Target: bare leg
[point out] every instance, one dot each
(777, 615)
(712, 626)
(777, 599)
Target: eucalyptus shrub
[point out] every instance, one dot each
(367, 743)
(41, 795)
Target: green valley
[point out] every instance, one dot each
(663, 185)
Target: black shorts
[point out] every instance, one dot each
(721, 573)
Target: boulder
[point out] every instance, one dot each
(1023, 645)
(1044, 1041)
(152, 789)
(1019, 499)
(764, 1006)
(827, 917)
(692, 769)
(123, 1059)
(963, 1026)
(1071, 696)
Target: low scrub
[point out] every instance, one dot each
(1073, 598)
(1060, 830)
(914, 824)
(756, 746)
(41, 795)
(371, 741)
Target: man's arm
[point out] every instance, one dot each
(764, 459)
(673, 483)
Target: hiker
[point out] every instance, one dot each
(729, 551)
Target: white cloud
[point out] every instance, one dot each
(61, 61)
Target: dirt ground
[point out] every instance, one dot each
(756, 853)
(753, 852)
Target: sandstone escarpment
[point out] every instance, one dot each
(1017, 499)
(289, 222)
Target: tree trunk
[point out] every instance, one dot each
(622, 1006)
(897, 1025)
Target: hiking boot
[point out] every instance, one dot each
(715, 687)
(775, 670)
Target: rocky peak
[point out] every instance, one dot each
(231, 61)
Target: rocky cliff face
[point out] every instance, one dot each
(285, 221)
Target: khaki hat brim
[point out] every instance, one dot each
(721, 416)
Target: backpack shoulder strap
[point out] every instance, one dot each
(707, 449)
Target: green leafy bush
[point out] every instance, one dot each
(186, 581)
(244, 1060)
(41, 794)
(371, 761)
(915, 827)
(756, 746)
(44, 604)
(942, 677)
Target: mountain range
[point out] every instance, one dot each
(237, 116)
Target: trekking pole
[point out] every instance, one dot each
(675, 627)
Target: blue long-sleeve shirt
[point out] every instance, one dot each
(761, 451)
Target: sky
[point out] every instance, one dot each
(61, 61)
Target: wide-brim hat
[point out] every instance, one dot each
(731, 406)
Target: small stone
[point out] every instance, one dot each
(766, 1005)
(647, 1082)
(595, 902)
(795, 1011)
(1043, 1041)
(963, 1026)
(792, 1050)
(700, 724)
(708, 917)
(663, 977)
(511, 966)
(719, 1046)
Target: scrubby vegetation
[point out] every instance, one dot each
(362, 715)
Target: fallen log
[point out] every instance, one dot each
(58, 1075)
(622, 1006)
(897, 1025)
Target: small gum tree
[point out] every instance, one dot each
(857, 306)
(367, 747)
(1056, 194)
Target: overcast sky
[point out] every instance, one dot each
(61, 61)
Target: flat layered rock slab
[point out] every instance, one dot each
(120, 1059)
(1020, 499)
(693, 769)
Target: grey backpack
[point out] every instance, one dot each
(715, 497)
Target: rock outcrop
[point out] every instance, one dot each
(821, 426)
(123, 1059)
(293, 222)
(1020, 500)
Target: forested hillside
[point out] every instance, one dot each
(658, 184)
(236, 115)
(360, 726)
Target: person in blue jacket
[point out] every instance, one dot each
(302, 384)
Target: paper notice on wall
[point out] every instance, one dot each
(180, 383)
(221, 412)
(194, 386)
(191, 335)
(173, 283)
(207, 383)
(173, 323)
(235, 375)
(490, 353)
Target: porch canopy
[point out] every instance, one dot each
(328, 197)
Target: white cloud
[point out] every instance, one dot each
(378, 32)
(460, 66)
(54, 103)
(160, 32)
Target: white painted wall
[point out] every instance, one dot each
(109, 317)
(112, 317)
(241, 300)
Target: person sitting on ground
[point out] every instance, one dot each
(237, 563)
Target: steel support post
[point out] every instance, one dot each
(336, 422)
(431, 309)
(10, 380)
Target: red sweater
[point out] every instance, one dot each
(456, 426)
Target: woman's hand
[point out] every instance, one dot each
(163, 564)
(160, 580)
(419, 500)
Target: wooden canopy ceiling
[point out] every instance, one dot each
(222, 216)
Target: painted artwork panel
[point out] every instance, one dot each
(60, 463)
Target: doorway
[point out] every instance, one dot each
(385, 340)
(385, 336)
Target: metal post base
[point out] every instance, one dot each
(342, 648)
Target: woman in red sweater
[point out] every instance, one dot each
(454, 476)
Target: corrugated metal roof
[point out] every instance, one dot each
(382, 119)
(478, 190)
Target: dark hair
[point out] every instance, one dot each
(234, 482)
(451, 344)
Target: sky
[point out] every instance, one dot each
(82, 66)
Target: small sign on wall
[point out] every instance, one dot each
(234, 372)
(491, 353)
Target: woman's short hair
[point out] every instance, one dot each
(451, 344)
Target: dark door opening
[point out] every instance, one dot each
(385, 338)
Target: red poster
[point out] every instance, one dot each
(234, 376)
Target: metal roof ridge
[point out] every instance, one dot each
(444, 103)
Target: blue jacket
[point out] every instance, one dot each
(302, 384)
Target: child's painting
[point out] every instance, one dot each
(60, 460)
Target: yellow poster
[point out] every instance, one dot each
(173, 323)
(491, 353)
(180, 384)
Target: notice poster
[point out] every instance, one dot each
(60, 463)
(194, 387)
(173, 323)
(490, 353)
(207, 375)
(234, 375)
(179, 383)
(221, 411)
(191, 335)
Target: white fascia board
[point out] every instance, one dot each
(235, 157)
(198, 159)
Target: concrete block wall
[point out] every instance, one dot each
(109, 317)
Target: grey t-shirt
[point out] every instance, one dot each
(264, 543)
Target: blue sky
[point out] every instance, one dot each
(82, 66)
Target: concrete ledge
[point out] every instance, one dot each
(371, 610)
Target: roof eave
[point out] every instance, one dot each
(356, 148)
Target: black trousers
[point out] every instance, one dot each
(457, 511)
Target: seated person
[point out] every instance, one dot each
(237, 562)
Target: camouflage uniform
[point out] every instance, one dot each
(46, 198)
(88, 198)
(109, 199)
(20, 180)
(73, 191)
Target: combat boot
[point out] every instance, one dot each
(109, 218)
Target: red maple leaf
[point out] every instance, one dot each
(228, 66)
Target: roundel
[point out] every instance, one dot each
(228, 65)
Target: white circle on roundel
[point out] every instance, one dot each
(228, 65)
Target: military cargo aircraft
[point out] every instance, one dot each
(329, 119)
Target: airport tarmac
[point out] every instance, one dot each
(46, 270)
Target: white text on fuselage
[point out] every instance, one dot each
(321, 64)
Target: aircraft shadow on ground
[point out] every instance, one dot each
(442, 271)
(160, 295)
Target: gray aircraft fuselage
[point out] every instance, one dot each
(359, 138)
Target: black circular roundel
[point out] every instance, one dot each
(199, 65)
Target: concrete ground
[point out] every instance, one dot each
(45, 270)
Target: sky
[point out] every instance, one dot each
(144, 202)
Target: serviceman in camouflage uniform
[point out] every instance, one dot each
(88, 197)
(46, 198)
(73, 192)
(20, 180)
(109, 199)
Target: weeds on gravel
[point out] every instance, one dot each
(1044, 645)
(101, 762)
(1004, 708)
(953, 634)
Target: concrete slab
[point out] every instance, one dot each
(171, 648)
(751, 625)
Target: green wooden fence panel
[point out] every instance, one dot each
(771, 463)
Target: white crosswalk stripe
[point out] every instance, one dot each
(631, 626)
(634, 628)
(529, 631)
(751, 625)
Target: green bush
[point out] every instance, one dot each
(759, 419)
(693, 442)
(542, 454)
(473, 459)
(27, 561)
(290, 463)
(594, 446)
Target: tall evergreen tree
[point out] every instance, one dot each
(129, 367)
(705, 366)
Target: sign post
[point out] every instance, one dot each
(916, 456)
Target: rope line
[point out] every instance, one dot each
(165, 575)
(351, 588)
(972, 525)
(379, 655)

Written problem: Please print all the records above again, line for line, with no changes.

Written response:
Target: bare leg
[point out] every instance, one dot each
(777, 615)
(712, 626)
(777, 599)
Target: eucalyptus shrub
[point out] every instance, one dot each
(367, 743)
(41, 795)
Target: green valley
[point out] every instance, one dot each
(663, 185)
Target: black shorts
[point out] every instance, one dot each
(721, 573)
Target: boulder
[point out] every instance, one dot each
(1023, 645)
(1044, 1041)
(152, 789)
(1019, 499)
(764, 1006)
(827, 917)
(692, 769)
(123, 1059)
(963, 1026)
(1071, 696)
Target: low scrub
[point out] every instance, one dot each
(1073, 598)
(1060, 830)
(914, 824)
(756, 746)
(41, 795)
(371, 741)
Target: man's arm
[point out] every instance, one dot each
(764, 459)
(673, 483)
Target: hiker
[point out] every instance, one dot each
(729, 551)
Target: white cloud
[point out] every instance, one dot each
(61, 61)
Target: dirt ground
[point out] every instance, one dot each
(756, 853)
(753, 852)
Target: sandstone escarpment
[point out] every instance, one dot each
(1017, 499)
(289, 222)
Target: tree trunk
[point out] every instance, one dot each
(622, 1006)
(897, 1025)
Target: hiking boot
[point out] every instance, one dot each
(715, 687)
(775, 670)
Target: rocky peak
[point out] every instance, one dot each
(231, 61)
Target: rocky cliff face
[point out] every instance, one dot each
(285, 221)
Target: khaki hat brim
[point out] every instance, one dot each
(721, 416)
Target: backpack shoulder strap
[point out] every instance, one dot each
(707, 449)
Target: green leafy bush
[point out] every instance, one dot each
(186, 581)
(244, 1060)
(41, 794)
(371, 761)
(915, 827)
(756, 746)
(44, 604)
(942, 677)
Target: mountain range
[point out] every instance, one dot each
(237, 116)
Target: trekking pole
[point out] every instance, one dot each
(675, 627)
Target: blue long-sleeve shirt
[point out] every instance, one dot each
(761, 451)
Target: sky
[point out] every instance, one dot each
(61, 61)
Target: wide-brim hat
[point out] every instance, one dot each
(731, 406)
Target: small stone
[point out] every instance, one dot each
(766, 1005)
(647, 1082)
(595, 902)
(795, 1011)
(1043, 1041)
(963, 1026)
(792, 1050)
(700, 724)
(708, 917)
(663, 977)
(511, 966)
(719, 1046)
Target: scrubby vegetation
[point out] every instance, one dot each
(362, 715)
Target: fallen log
[point out] every instance, one dot each
(58, 1075)
(622, 1006)
(897, 1025)
Target: small gum tree
[point out] every instance, one dot each
(857, 306)
(367, 747)
(1056, 194)
Target: overcast sky
[point out] every instance, one dot each
(61, 61)
Target: flat layered rock slab
[point out] every instance, one dot each
(120, 1059)
(1020, 499)
(693, 769)
Target: grey backpack
[point out] every instance, one dot each
(715, 497)
Target: rock outcrop
[point out] every instance, one dot each
(821, 426)
(123, 1059)
(293, 222)
(1020, 500)
Target: forested hillside
[point out] every instance, one dot each
(658, 184)
(236, 115)
(360, 726)
Target: person in blue jacket
[point out] every instance, one dot each
(302, 384)
Target: paper notice on wall
[point out] every instance, one dot each
(180, 383)
(221, 412)
(194, 386)
(191, 335)
(173, 283)
(207, 383)
(173, 323)
(235, 375)
(490, 353)
Target: porch canopy
[point out] every instance, one dot each
(328, 197)
Target: white cloud
[point out] every instance, one dot each
(378, 32)
(460, 66)
(54, 103)
(160, 32)
Target: white painted wall
[point out] every instance, one dot each
(109, 317)
(112, 317)
(241, 300)
Target: person sitting on ground
[point out] every instance, one dot each
(237, 563)
Target: steel support post
[point out] every instance, one dot each
(336, 422)
(431, 309)
(10, 380)
Target: red sweater
[point out] every instance, one dot each
(456, 426)
Target: woman's hand
[point out] every instance, one dot each
(163, 564)
(160, 580)
(419, 500)
Target: wooden canopy ceiling
[point out] every instance, one dot each
(222, 216)
Target: painted artwork panel
[point out] every instance, one dot each
(60, 463)
Target: doorway
[point out] every instance, one dot each
(385, 340)
(385, 336)
Target: metal post base
[point out] every instance, one dot each
(342, 648)
Target: woman in red sweater
[point out] every instance, one dot each
(454, 476)
Target: corrugated metal roof
[point out] every instance, one dot each
(382, 119)
(478, 190)
Target: dark hair
[point out] every instance, one dot each
(234, 482)
(451, 344)
Target: sky
[point out] every instance, one dot each
(82, 66)
Target: small sign on wall
[point out] every instance, one dot each
(234, 372)
(491, 353)
Target: woman's short hair
[point out] every instance, one dot each
(451, 344)
Target: dark door opening
[point out] every instance, one dot each
(385, 338)
Target: red poster
[point out] every instance, one dot each
(234, 376)
Target: metal roof ridge
[point out] every instance, one dot each
(444, 103)
Target: blue jacket
[point out] every instance, one dot each
(302, 384)
Target: child's painting
[point out] every instance, one dot each
(60, 460)
Target: yellow poster
[point out] every instance, one dot each
(173, 323)
(491, 353)
(180, 384)
Target: notice poster
[point out] every instance, one dot each
(60, 463)
(194, 387)
(173, 323)
(490, 353)
(207, 375)
(234, 375)
(179, 383)
(221, 411)
(191, 335)
Target: white fascia board
[point out] every instance, one dot each
(235, 157)
(198, 159)
Target: concrete block wall
[point out] every instance, one dot each
(109, 317)
Target: grey t-shirt
[point out] every instance, one dot each
(264, 543)
Target: blue sky
[point out] every instance, one dot each
(82, 66)
Target: concrete ledge
[point out] every instance, one dot each
(371, 610)
Target: roof eave
[point out] every instance, one dot each
(356, 148)
Target: black trousers
[point out] every instance, one dot each
(457, 511)
Target: seated person
[point out] every instance, one dot each
(237, 562)
Target: camouflage uniform
[point out] every instance, one dot each
(46, 198)
(88, 198)
(109, 199)
(20, 180)
(73, 191)
Target: combat boot
[point out] every instance, one dot each
(109, 218)
Target: red maple leaf
[point out] every instance, one dot each
(228, 66)
Target: roundel
[point out] every instance, one dot each
(228, 65)
Target: white circle on roundel
[point out] every instance, one dot each
(228, 65)
Target: military cargo aircraft
[point out] every instance, one dot each
(329, 119)
Target: airport tarmac
[point out] every instance, one dot each
(46, 270)
Target: white text on fuselage
[point out] every instance, one dot each
(321, 64)
Target: aircraft shadow on ground
[point out] every instance, one dot each
(442, 271)
(160, 295)
Target: gray aircraft fuselage
[point out] every instance, one dot each
(359, 138)
Target: black circular roundel
[point out] every instance, one dot each
(199, 65)
Target: concrete ground
[point out] every instance, one dot each
(45, 270)
Target: sky
[point out] every instance, one dot each
(144, 202)
Target: serviceman in camouflage uniform
[point out] every instance, one dot each
(88, 197)
(46, 198)
(73, 192)
(20, 180)
(109, 199)
Target: weeds on gravel
[point out] every instance, one dot each
(1044, 645)
(101, 762)
(1004, 708)
(953, 634)
Target: concrete slab
[point out] every instance, one dot each
(171, 648)
(751, 625)
Target: green wooden fence panel
[point out] every instance, one dot each
(771, 463)
Target: white crosswalk stripe
[point out] every instance, one dot each
(631, 626)
(634, 628)
(529, 631)
(751, 625)
Target: green bush
[point out] every instance, one dot each
(759, 419)
(693, 442)
(542, 454)
(473, 459)
(27, 561)
(290, 463)
(594, 446)
Target: tall evergreen tree
[point out] every instance, one dot each
(129, 367)
(705, 366)
Target: sign post
[point out] every instance, one dot each
(916, 456)
Target: rope line
[point out] every instance, one dot each
(165, 575)
(351, 588)
(972, 525)
(379, 655)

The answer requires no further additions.